WHAT YOU WILL DO = Check the records below line by line, and report how many lines include the string "blade". No other words are needed.

DATASET EXCERPTS =
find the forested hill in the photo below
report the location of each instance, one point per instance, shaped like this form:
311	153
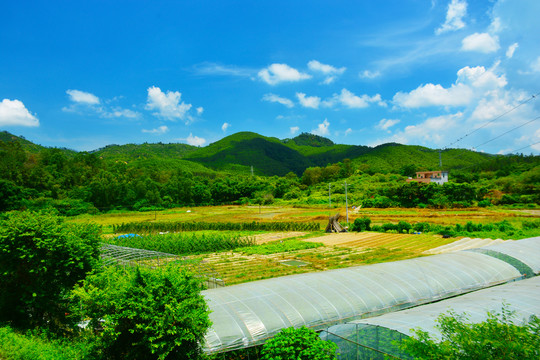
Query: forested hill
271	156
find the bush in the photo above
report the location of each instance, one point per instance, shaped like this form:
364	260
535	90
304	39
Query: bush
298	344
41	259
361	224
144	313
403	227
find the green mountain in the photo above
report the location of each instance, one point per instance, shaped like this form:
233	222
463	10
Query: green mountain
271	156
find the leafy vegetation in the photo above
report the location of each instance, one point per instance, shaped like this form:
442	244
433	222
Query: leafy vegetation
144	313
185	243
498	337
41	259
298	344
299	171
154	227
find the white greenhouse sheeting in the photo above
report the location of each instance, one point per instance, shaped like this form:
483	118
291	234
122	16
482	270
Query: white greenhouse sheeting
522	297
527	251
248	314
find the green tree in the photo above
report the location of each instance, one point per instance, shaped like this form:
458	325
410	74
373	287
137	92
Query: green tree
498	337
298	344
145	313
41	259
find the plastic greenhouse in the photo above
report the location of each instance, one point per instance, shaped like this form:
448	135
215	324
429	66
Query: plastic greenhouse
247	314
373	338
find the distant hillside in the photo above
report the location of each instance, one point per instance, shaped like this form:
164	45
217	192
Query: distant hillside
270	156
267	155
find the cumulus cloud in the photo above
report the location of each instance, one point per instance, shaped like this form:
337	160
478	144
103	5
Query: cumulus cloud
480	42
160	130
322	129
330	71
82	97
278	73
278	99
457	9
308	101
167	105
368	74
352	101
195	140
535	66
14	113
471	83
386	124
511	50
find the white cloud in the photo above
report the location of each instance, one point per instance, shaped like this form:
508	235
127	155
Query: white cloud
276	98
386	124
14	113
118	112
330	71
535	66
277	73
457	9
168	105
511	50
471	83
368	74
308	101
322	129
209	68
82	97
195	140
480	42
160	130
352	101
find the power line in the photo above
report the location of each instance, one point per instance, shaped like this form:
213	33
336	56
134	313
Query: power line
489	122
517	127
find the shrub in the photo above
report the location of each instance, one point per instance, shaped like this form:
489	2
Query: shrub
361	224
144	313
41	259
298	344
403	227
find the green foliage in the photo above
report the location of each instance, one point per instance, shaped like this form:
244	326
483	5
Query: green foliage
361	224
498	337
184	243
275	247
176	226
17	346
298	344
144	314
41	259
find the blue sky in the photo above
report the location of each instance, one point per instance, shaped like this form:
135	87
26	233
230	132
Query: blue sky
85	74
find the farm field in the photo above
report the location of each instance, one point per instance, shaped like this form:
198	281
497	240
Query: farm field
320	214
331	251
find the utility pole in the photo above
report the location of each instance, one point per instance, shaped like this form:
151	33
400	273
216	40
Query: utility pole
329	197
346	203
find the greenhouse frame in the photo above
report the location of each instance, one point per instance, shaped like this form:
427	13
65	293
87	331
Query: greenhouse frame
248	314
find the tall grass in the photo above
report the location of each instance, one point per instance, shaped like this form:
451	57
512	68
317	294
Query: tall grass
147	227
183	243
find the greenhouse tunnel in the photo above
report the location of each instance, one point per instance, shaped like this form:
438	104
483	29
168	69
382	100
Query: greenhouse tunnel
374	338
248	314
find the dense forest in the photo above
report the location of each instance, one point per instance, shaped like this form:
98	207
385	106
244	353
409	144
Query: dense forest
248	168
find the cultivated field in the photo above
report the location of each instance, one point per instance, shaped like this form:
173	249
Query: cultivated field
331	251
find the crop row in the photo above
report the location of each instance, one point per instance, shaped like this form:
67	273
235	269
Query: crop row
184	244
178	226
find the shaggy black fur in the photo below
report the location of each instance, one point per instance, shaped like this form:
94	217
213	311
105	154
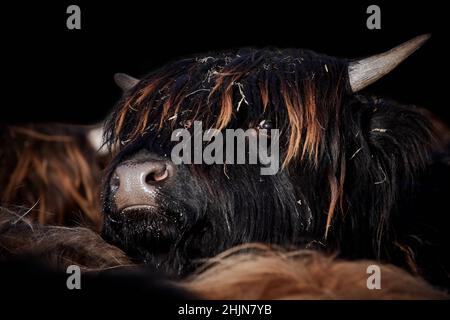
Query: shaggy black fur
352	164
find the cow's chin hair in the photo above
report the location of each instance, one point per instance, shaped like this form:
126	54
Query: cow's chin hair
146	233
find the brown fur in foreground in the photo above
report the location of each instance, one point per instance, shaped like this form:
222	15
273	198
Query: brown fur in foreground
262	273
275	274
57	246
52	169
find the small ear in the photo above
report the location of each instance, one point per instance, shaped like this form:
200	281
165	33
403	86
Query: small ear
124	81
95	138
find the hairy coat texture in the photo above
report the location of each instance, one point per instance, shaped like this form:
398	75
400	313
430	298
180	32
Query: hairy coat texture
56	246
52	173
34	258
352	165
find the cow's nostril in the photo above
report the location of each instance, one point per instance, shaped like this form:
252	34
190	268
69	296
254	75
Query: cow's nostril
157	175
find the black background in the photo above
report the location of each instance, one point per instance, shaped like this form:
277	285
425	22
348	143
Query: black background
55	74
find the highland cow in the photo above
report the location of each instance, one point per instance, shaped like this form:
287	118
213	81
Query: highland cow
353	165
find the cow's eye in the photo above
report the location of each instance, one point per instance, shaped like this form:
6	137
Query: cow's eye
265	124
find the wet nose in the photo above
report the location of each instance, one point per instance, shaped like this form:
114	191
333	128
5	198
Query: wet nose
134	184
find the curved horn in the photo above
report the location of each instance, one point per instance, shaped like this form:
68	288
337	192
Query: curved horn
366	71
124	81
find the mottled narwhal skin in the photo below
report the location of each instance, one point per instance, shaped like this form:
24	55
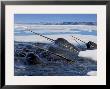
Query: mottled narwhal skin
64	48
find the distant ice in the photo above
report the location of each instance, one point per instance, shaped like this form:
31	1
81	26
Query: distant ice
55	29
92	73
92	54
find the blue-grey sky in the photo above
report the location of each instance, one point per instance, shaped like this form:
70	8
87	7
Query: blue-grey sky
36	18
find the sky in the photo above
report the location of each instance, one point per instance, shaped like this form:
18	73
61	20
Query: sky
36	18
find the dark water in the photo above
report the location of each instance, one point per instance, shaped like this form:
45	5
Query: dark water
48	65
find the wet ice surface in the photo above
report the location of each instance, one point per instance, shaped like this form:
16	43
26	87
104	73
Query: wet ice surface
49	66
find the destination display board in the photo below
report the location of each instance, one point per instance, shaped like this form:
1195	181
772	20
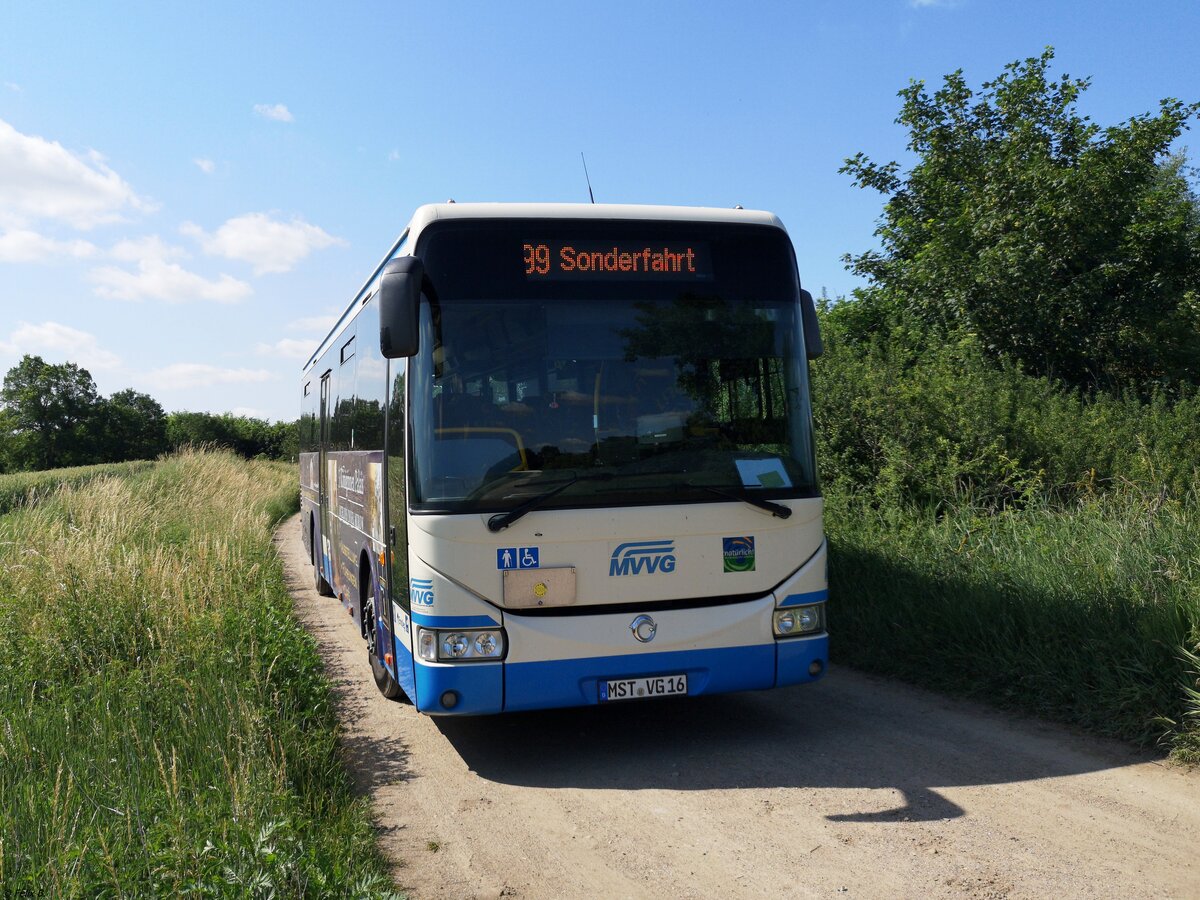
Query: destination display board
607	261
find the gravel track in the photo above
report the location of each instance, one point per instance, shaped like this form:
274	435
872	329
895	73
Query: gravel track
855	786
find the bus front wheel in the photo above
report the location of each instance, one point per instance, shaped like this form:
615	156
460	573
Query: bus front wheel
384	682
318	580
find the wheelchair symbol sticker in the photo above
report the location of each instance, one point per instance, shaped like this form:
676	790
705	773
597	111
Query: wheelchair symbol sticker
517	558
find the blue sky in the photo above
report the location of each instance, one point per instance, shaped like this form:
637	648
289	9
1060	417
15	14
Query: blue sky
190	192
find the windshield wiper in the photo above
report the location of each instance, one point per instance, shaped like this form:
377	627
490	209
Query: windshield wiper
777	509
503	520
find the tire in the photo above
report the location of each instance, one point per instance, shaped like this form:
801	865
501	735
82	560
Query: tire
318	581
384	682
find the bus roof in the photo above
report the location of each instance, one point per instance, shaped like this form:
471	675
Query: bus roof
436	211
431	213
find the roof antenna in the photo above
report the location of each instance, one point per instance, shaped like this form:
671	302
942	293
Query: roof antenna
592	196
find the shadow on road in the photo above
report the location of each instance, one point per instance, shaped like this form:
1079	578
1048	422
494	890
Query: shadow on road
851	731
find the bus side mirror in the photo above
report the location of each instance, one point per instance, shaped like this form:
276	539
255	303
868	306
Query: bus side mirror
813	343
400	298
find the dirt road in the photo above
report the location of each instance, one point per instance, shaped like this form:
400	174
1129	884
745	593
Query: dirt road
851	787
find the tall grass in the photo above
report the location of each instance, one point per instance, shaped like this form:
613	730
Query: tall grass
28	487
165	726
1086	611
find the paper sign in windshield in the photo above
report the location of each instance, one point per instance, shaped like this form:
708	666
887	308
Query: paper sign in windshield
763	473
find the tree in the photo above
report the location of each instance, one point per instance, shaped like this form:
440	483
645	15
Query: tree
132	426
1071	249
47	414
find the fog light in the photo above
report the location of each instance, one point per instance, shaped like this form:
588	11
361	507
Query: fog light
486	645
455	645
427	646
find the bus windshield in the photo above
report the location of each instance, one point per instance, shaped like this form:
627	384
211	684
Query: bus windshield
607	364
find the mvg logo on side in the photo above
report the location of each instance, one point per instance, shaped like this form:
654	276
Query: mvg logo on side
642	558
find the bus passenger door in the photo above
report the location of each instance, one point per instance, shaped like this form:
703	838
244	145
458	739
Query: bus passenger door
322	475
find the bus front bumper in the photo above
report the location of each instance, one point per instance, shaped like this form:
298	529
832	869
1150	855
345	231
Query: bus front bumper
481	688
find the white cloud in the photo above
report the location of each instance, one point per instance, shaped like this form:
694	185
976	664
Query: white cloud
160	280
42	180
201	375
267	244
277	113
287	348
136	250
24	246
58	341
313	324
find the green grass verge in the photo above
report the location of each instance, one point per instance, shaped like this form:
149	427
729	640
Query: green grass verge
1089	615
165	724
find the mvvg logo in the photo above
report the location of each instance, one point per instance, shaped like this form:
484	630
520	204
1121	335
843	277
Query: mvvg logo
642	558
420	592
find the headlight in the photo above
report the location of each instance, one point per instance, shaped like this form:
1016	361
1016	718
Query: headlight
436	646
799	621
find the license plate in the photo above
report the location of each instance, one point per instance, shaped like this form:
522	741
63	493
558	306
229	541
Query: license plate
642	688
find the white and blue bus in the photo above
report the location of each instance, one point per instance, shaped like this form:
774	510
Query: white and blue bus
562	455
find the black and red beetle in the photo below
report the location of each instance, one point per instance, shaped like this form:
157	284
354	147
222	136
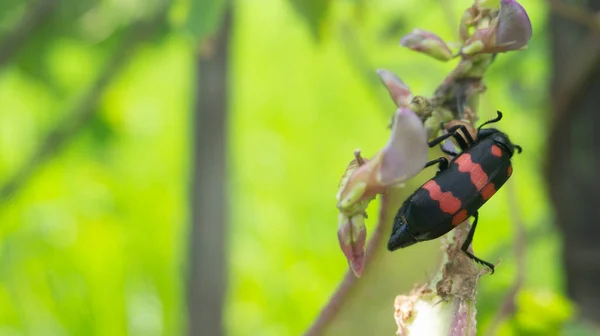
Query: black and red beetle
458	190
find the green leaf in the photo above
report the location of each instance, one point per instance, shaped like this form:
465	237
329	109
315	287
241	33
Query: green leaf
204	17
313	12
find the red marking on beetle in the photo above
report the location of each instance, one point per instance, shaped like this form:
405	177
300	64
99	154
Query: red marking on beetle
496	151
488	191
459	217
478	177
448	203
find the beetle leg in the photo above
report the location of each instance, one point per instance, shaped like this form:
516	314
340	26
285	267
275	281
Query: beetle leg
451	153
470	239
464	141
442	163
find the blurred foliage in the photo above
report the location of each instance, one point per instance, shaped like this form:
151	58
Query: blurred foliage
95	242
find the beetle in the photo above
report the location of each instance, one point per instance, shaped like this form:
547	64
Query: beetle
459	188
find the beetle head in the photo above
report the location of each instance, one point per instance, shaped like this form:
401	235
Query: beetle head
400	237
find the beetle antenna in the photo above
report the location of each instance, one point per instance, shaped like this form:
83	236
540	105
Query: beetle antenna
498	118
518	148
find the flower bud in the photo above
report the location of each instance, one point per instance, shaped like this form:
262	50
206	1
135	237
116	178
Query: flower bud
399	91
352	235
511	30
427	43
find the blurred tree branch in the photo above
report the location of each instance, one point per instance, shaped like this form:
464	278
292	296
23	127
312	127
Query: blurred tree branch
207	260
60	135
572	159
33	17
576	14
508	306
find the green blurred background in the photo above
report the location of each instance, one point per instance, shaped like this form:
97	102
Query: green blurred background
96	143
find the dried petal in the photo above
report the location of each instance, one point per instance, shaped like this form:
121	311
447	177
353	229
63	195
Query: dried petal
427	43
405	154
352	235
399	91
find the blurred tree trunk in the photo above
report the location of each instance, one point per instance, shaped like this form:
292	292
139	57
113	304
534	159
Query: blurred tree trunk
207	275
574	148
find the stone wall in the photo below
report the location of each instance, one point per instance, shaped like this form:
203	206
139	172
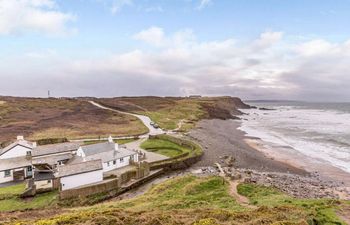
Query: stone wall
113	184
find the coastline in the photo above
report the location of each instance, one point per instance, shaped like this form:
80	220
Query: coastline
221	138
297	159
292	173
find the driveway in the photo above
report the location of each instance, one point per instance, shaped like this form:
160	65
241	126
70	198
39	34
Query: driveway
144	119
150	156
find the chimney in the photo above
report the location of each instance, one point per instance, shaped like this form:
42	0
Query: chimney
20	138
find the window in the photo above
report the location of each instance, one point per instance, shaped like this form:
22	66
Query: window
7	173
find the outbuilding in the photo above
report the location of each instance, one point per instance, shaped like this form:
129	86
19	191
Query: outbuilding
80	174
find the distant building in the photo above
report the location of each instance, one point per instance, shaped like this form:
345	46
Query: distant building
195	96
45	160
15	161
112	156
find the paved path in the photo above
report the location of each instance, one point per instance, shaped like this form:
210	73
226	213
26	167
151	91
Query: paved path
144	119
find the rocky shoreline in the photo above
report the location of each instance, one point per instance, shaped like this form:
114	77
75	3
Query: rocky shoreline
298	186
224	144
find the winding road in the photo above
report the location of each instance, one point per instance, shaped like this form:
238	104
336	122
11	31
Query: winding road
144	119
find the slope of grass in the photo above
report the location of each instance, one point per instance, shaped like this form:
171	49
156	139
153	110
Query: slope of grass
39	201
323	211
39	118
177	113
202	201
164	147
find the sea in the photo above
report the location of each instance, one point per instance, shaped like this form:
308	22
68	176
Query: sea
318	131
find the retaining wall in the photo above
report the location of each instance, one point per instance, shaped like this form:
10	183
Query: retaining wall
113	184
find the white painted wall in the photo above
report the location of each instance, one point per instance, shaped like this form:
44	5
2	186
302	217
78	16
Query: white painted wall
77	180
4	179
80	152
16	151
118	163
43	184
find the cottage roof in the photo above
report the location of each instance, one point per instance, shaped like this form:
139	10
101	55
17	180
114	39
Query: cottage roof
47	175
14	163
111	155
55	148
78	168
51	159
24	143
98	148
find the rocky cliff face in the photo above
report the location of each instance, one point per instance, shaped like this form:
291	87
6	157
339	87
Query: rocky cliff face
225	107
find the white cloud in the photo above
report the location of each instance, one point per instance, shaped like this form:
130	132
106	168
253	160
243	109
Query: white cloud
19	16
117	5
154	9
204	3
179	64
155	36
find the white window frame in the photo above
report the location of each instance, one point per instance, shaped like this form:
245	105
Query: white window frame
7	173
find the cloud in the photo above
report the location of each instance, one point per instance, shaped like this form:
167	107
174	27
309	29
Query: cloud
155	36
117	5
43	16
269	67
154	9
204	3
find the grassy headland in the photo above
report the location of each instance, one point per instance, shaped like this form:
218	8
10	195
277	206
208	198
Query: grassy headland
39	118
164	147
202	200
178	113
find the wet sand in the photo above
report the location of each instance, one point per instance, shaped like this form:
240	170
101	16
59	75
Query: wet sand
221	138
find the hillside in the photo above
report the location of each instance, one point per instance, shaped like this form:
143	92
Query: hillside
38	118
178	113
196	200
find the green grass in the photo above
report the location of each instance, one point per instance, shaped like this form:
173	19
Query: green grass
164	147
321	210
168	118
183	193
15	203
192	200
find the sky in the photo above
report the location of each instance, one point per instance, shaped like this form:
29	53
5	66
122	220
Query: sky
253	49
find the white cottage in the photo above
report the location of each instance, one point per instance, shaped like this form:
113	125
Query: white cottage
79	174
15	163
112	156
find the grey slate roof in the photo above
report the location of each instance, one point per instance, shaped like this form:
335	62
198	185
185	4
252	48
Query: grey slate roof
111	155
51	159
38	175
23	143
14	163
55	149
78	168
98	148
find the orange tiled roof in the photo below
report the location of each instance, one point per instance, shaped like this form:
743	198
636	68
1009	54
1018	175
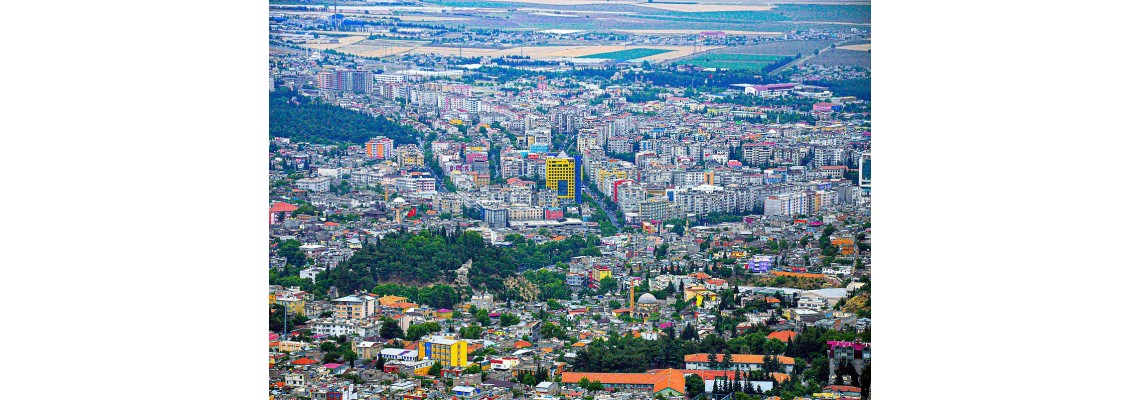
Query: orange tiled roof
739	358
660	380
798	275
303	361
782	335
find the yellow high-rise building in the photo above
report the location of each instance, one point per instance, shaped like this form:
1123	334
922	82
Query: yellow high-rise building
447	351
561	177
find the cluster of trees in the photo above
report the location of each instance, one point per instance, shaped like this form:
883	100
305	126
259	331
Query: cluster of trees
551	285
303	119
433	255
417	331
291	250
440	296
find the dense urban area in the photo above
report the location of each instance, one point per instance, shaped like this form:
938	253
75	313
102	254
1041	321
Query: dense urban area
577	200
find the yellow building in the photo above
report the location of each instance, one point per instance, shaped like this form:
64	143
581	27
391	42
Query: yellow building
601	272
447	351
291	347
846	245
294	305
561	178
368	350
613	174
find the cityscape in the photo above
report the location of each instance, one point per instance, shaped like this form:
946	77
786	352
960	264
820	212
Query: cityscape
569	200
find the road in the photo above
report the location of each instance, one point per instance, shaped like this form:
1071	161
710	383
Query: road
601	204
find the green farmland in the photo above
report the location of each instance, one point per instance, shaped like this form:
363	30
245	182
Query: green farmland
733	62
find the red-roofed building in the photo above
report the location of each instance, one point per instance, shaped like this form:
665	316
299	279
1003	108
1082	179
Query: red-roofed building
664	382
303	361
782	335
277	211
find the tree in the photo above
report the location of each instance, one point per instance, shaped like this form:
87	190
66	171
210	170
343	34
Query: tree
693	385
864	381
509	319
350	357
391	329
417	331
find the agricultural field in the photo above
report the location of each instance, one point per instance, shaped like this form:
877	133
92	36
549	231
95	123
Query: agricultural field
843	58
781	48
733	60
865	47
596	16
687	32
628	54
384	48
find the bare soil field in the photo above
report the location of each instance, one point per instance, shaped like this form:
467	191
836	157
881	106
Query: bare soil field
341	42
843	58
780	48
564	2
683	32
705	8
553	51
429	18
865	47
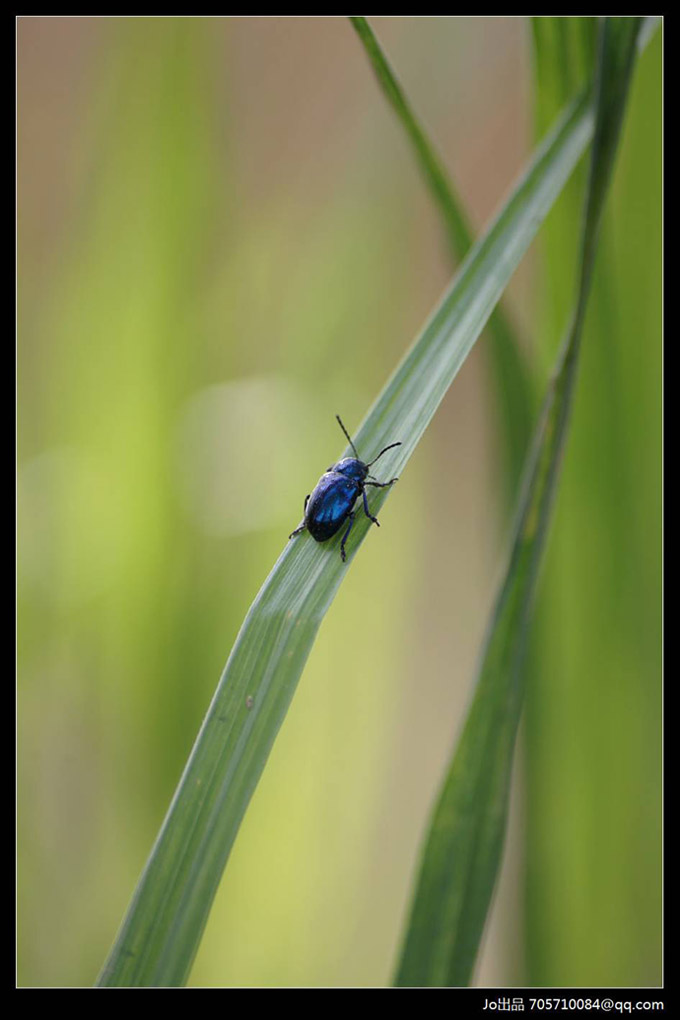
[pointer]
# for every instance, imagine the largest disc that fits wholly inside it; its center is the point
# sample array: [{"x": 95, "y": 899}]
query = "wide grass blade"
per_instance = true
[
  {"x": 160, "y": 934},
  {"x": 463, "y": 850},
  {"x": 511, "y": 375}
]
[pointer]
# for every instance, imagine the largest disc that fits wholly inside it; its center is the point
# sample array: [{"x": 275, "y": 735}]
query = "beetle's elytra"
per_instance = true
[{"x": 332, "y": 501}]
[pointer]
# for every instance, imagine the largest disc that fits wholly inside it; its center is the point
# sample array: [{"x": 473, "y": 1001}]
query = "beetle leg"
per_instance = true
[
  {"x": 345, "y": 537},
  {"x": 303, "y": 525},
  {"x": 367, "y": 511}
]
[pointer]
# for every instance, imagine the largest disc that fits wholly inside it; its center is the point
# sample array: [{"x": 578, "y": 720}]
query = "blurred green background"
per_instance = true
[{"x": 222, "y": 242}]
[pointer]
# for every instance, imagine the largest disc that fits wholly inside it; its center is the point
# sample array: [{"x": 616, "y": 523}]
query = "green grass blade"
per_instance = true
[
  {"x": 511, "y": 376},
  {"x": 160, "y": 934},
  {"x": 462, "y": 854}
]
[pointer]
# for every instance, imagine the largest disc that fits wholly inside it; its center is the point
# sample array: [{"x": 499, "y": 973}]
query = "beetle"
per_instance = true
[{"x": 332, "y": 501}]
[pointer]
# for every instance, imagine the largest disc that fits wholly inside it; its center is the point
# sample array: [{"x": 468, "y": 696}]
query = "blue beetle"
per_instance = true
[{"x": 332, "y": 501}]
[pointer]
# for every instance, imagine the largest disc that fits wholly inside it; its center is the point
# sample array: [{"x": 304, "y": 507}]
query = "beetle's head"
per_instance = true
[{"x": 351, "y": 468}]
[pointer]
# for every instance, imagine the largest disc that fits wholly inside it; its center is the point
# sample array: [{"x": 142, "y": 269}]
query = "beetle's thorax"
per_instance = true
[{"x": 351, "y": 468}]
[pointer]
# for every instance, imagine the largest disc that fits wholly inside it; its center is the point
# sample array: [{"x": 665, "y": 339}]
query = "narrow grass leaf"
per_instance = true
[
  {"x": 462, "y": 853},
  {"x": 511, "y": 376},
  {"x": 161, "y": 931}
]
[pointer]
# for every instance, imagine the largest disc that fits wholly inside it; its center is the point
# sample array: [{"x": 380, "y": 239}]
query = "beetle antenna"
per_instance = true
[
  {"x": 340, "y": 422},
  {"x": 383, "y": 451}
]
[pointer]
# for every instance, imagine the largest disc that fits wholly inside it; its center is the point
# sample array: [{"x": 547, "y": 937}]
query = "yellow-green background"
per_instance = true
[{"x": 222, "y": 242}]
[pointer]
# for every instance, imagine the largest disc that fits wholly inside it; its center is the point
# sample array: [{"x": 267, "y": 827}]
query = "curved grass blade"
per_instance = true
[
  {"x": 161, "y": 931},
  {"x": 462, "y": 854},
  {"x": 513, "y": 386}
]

WRITTEN SOLUTION = 3